>> begin

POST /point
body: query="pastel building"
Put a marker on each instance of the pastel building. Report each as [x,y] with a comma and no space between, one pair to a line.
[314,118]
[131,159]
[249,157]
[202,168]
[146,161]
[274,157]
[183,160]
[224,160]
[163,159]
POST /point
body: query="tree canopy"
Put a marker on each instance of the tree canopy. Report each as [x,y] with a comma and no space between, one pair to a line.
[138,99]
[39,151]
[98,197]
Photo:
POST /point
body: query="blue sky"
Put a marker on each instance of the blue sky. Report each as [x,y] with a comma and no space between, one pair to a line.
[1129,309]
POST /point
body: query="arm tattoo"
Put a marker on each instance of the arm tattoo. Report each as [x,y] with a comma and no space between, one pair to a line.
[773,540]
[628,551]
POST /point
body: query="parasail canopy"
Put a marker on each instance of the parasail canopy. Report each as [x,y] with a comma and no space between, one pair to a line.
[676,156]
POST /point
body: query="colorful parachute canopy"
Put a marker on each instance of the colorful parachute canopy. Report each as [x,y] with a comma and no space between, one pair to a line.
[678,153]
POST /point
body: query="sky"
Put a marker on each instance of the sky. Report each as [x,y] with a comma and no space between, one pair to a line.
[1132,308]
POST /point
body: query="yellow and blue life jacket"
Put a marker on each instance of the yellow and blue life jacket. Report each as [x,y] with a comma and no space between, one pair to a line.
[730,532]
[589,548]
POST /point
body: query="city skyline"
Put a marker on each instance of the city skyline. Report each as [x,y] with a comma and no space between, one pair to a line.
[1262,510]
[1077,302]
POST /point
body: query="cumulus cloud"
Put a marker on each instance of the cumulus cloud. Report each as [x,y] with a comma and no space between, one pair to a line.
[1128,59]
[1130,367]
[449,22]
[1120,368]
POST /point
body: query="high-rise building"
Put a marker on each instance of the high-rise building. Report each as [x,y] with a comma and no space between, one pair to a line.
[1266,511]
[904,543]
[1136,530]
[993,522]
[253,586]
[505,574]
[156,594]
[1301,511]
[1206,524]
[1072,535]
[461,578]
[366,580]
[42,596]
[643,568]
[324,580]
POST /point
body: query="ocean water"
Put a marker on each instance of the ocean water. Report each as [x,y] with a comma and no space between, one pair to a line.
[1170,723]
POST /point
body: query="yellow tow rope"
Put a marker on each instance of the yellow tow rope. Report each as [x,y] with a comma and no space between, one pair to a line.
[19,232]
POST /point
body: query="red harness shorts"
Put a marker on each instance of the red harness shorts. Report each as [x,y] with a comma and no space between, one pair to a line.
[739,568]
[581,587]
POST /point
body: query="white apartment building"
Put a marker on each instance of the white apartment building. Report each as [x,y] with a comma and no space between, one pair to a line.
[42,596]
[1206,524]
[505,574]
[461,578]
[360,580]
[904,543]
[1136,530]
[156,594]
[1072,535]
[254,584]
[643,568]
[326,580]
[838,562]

>> end

**STATED EXERCISE**: Copy out each line exactly as written.

**TASK ANSWER**:
POST /point
body: query="pastel building"
Put a marker on each instance of the pastel building. Report each as [x,y] with a comma and no space between, one pair to a line.
[314,118]
[131,159]
[249,157]
[202,168]
[146,161]
[274,157]
[183,160]
[224,160]
[163,159]
POST /point
body: query="tree canopy"
Put a marker on each instance of the tree canopy. Report each as [x,y] with a comma and no space between, one pair to a line.
[138,99]
[39,151]
[98,197]
Photo:
POST /point
body: query="blue sky"
Put a marker on each instance of the blue sky. Report each as [x,y] with a comma and no space between, one pair to a line.
[1129,309]
POST /point
body: query="arm tattoo"
Put a marker on each instance of the arm tattoo. Report each as [x,y] with a comma and no space between, one pair to a line.
[773,540]
[628,551]
POST /point
body: query="parasail canopy"
Put a marker on each instance of the parasail canopy. Report each as [x,y] with a comma and no space between, one pair to a line.
[676,156]
POST /point
body: query="colorful parachute canopy"
Put a marker on each instance of the colorful parachute canopy. Report each as [x,y] with a comma and no space between, one pair to a line.
[678,153]
POST /point
body: query="sky"
Put a marker on each instance of the sky. Report each as [x,y] with a comma and no space between, one pair to a line.
[1132,308]
POST /point
body: query="yellow and blue life jacket"
Put a marker on each instance of the yellow and blue life jacket. Report each as [x,y] with a comma and no space between, one pair to a line.
[730,532]
[589,548]
POST /point
body: query="city skyline"
Put a marker on each instance of the city skyline. Report each as [x,y] with a comma and no space between, one pair to a line.
[1262,510]
[1077,302]
POST /point
body: query="cumulus cloud"
Put a marker on each instance of the cumulus cloud. Report each as [x,y] with a comma and no space between, one pair to a line.
[1128,59]
[1130,367]
[449,22]
[1120,368]
POST /point
body: query="high-rise building"
Put a marker on each instance of the high-rise building. Report each as [x,y] with a comma and no space between, one pair to a line.
[1266,511]
[904,543]
[1136,530]
[993,522]
[253,586]
[505,574]
[156,594]
[1301,511]
[1206,524]
[1072,535]
[461,578]
[366,580]
[42,596]
[643,568]
[324,580]
POST /point
body: query="ocean water"
Put a marker on each instance of the ocean water. Report each as [x,y] with a comma and no space between, one pair to a line.
[1170,723]
POST /point
body: query="yellow tow rope"
Put a marker on each instance of the yellow tow rope. Report each as [x,y] with a comma and no space between, one pair to a line.
[19,232]
POST /point
body: query="red harness shorts"
Put a marker on each instance of the red harness shorts. Report each as [x,y] with a comma and no space between, one pair to a line.
[739,568]
[581,587]
POST /point
body: query="white apartment building"
Put a marker on each instance of the white apartment building. Report each as [x,y] with a comma and no space between, one pair to a line.
[42,596]
[1206,524]
[505,574]
[461,578]
[360,580]
[904,543]
[1136,530]
[156,594]
[1072,535]
[254,584]
[643,568]
[326,580]
[838,562]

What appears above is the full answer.